Start of Block

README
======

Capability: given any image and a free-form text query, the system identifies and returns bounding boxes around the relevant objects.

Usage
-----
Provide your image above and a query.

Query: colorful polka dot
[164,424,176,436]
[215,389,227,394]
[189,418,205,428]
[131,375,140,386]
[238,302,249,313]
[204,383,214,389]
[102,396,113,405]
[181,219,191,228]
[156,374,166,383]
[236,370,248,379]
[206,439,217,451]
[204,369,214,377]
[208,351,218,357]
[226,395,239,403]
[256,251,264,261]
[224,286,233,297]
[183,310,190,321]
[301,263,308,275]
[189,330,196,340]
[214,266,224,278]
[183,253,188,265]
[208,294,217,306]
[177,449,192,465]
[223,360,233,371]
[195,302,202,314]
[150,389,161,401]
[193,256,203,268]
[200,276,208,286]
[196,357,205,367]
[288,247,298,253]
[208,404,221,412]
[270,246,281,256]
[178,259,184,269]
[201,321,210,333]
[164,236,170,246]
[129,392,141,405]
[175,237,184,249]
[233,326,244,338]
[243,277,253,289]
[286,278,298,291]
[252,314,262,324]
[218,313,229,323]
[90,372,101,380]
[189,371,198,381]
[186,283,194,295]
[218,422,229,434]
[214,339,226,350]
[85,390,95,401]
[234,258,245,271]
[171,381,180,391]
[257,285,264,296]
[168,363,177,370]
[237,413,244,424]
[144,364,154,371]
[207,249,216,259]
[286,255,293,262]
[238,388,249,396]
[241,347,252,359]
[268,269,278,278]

End of Block

What needs to be done
Above are the entries. Quote exactly the lines from the one bearing "Capability: given any" through the one bearing "Provide your image above and a query.".

Solution for this task
Capability: given any image and a free-form text query, the system identifies and returns bounding boxes around the relevant objects.

Usage
-----
Provide your image above and a query.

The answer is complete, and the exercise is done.